## Your objective
Work through the records that follow and return each line containing the word "below".

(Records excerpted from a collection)
────

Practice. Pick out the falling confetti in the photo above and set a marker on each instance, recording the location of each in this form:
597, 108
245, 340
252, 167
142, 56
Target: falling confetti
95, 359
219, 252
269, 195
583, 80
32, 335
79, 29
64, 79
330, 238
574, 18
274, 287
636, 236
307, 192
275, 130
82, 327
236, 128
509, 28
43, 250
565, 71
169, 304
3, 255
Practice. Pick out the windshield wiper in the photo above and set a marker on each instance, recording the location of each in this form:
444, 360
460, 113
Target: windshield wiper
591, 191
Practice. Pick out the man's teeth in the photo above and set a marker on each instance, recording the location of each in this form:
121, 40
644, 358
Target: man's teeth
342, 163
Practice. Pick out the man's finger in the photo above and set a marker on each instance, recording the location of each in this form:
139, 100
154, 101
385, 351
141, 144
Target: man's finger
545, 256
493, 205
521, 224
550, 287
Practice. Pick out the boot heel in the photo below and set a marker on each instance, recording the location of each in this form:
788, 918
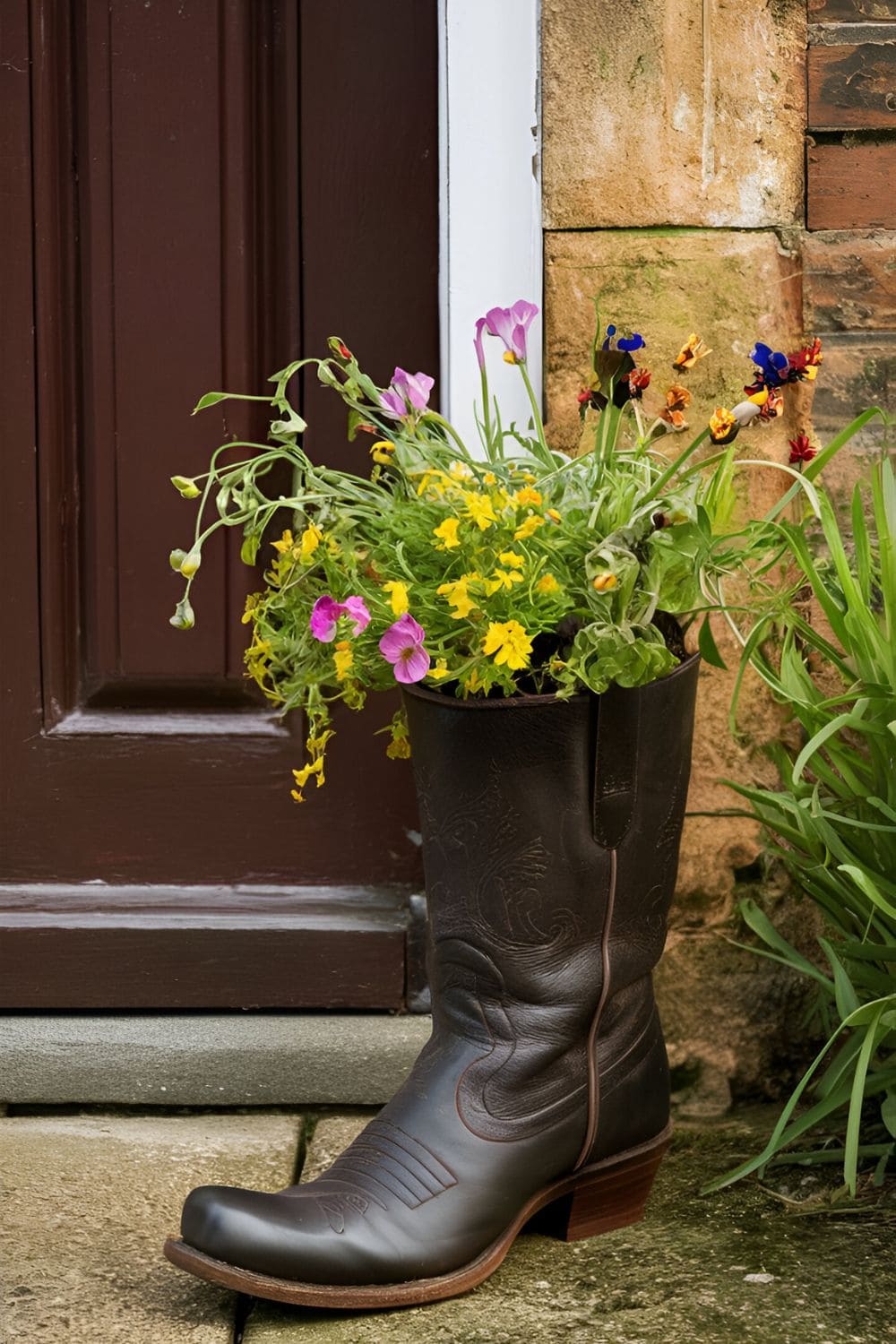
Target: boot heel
603, 1201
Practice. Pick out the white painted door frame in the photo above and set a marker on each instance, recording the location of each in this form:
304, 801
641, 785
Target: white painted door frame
490, 194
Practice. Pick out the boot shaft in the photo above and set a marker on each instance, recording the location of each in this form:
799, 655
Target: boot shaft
551, 838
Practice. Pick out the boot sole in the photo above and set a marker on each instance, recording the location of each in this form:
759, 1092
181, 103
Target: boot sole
595, 1199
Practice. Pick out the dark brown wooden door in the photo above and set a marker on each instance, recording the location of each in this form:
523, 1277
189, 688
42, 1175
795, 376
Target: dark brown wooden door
195, 191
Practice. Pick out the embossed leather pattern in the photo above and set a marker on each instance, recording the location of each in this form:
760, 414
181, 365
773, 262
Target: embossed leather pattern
551, 843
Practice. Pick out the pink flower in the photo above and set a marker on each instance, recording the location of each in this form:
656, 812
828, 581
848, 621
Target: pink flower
402, 645
408, 392
327, 612
511, 325
477, 341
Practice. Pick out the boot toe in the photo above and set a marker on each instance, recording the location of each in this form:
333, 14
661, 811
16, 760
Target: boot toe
242, 1228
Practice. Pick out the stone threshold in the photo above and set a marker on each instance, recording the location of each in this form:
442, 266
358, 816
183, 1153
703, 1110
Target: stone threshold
207, 1059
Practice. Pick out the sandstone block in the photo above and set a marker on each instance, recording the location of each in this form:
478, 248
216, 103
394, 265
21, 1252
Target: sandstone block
673, 113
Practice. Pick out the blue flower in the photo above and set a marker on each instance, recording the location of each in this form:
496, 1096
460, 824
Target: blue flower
772, 365
626, 343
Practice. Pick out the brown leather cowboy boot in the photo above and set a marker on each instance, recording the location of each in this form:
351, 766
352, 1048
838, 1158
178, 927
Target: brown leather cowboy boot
551, 838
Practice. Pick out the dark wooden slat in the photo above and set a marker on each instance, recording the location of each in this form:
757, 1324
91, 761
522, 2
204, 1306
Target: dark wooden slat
852, 86
21, 709
852, 11
850, 185
110, 948
849, 281
352, 201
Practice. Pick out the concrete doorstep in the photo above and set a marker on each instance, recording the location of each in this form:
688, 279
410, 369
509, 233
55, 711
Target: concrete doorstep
207, 1059
89, 1198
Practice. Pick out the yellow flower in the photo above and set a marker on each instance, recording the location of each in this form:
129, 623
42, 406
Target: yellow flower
382, 452
478, 507
457, 596
432, 476
446, 531
400, 747
525, 529
508, 642
314, 768
471, 682
721, 425
312, 538
398, 596
343, 659
503, 578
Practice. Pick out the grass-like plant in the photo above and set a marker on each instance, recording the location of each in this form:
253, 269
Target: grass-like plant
831, 823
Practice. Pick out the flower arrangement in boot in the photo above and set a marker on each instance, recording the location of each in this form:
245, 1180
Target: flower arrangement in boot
500, 569
530, 607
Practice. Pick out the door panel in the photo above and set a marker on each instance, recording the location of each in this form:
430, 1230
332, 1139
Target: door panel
152, 851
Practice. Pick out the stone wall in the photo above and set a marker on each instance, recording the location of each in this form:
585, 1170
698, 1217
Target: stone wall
673, 188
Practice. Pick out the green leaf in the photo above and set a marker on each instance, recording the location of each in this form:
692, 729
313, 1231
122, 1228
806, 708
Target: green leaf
708, 647
869, 1045
249, 550
888, 1112
210, 400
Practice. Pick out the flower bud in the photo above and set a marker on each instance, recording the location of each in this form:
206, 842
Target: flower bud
191, 564
183, 617
187, 487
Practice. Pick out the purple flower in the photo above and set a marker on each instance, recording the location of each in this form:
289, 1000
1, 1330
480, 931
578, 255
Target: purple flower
511, 325
402, 645
408, 392
327, 612
477, 341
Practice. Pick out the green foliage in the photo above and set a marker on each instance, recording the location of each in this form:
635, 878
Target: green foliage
833, 822
528, 570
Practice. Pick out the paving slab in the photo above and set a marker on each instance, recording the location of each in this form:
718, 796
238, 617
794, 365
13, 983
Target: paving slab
85, 1206
331, 1136
207, 1059
734, 1268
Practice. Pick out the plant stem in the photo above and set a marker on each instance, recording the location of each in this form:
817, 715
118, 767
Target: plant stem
544, 452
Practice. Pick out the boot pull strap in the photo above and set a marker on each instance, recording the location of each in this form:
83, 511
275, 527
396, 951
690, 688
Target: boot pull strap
616, 765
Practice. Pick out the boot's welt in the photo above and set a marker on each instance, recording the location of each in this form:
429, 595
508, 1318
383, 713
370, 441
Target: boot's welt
551, 838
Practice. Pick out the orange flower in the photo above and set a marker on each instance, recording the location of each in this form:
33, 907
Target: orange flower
677, 402
691, 352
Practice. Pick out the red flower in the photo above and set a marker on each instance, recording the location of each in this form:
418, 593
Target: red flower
801, 449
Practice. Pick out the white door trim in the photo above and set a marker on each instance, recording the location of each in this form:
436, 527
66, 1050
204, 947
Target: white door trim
490, 194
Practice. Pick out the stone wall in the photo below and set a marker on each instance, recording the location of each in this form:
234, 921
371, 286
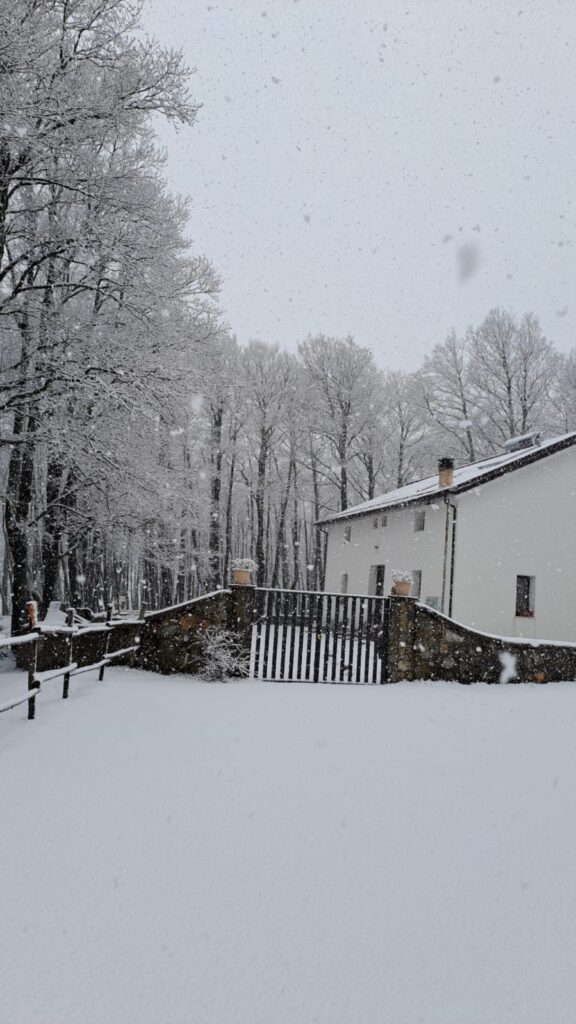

────

## Answer for the task
Practice. Pick out the boot heel in the photo below and set a marker on each instance, recording the location of each in this form:
Practice. Pick out the stone wall in the photo below and set a marker on each instance, recording the location of each in this form:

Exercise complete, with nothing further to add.